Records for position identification
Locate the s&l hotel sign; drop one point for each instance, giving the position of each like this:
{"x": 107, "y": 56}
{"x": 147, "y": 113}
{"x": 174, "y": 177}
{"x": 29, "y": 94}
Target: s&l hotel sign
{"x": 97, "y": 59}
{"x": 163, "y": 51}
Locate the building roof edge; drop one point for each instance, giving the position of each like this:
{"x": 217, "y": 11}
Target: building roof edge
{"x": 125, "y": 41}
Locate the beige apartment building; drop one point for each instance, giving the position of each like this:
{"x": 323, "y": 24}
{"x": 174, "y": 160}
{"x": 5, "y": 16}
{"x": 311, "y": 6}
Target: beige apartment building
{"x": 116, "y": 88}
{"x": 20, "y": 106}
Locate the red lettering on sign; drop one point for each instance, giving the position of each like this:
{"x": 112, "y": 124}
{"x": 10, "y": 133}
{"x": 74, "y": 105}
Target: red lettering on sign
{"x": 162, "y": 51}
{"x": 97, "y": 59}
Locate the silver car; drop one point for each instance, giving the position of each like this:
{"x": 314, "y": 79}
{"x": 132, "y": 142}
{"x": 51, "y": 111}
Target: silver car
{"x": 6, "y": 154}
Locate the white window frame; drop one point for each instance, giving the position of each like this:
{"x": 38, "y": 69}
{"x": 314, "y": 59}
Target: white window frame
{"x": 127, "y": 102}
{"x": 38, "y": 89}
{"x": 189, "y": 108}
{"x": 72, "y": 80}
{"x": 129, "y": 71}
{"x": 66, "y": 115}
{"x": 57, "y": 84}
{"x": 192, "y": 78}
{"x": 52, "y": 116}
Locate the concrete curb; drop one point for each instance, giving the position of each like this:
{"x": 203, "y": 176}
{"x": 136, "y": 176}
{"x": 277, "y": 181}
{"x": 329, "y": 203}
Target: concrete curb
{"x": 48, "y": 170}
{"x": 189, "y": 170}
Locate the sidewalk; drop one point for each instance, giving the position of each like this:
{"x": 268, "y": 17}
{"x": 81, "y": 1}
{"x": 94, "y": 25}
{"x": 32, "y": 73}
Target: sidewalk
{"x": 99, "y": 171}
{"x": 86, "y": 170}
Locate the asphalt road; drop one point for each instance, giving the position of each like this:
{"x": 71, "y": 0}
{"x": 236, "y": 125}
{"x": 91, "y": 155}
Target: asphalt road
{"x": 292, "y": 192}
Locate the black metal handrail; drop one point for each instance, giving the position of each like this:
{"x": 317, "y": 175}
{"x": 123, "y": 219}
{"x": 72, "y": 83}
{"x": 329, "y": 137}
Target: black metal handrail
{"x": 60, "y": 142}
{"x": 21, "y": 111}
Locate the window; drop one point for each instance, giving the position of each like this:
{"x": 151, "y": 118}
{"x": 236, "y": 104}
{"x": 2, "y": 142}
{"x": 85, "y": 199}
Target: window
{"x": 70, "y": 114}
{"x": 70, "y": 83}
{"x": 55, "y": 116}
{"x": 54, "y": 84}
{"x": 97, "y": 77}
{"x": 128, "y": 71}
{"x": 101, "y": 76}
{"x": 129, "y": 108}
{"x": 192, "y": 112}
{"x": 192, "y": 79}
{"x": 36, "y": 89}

**Aim of the exercise:**
Reproduce every line of the material above without alteration.

**The response:**
Locate the s&l hotel sign; drop one point for each instance, giving the position of each like this:
{"x": 107, "y": 56}
{"x": 147, "y": 113}
{"x": 174, "y": 177}
{"x": 29, "y": 94}
Target: s&l hotel sign
{"x": 97, "y": 59}
{"x": 163, "y": 51}
Locate the building roof edge; drop one point for each instance, giving the position of each like this:
{"x": 217, "y": 11}
Target: building roof edge
{"x": 125, "y": 41}
Locate the beige apartment building; drop one point for each instance, giving the position of each like this:
{"x": 323, "y": 24}
{"x": 174, "y": 160}
{"x": 5, "y": 16}
{"x": 311, "y": 6}
Target: beige apartment building
{"x": 116, "y": 88}
{"x": 20, "y": 106}
Locate the red lettering on sign; drop one point for each instance, giving the position of each like this:
{"x": 112, "y": 124}
{"x": 10, "y": 133}
{"x": 74, "y": 105}
Target: red lettering on sign
{"x": 162, "y": 51}
{"x": 97, "y": 59}
Locate the silver car; drop one point for each instance, giving the position of each like this:
{"x": 314, "y": 79}
{"x": 132, "y": 142}
{"x": 51, "y": 111}
Target: silver car
{"x": 6, "y": 154}
Locate the white window frame; drop one point for each instance, giving the position of each like this:
{"x": 38, "y": 69}
{"x": 314, "y": 59}
Target: white window frame
{"x": 127, "y": 102}
{"x": 38, "y": 89}
{"x": 189, "y": 108}
{"x": 72, "y": 80}
{"x": 129, "y": 71}
{"x": 66, "y": 115}
{"x": 57, "y": 84}
{"x": 192, "y": 78}
{"x": 52, "y": 116}
Locate the concrete curb; drop one point for each instance, giving the position of each like this:
{"x": 203, "y": 176}
{"x": 136, "y": 176}
{"x": 277, "y": 181}
{"x": 329, "y": 203}
Target: concrete curb
{"x": 48, "y": 170}
{"x": 189, "y": 170}
Locate the sidewalk; drop one point for each instance, giving the position of each like this:
{"x": 268, "y": 17}
{"x": 81, "y": 1}
{"x": 94, "y": 25}
{"x": 32, "y": 73}
Target: sidewalk
{"x": 99, "y": 171}
{"x": 86, "y": 170}
Locate the asphalt road; drop one point for each instance, giving the position of each like this:
{"x": 71, "y": 0}
{"x": 236, "y": 125}
{"x": 91, "y": 155}
Target: asphalt road
{"x": 292, "y": 192}
Locate the black metal handrail; drop one point for each instance, giving the position of each like this:
{"x": 317, "y": 175}
{"x": 123, "y": 219}
{"x": 72, "y": 83}
{"x": 329, "y": 137}
Target: black metal handrail
{"x": 60, "y": 142}
{"x": 21, "y": 111}
Locate the window; drop one point for each instance, giving the position of each like this:
{"x": 151, "y": 118}
{"x": 236, "y": 104}
{"x": 2, "y": 142}
{"x": 85, "y": 199}
Target: window
{"x": 70, "y": 114}
{"x": 70, "y": 83}
{"x": 55, "y": 116}
{"x": 54, "y": 84}
{"x": 97, "y": 77}
{"x": 128, "y": 71}
{"x": 101, "y": 76}
{"x": 129, "y": 108}
{"x": 192, "y": 112}
{"x": 192, "y": 79}
{"x": 36, "y": 89}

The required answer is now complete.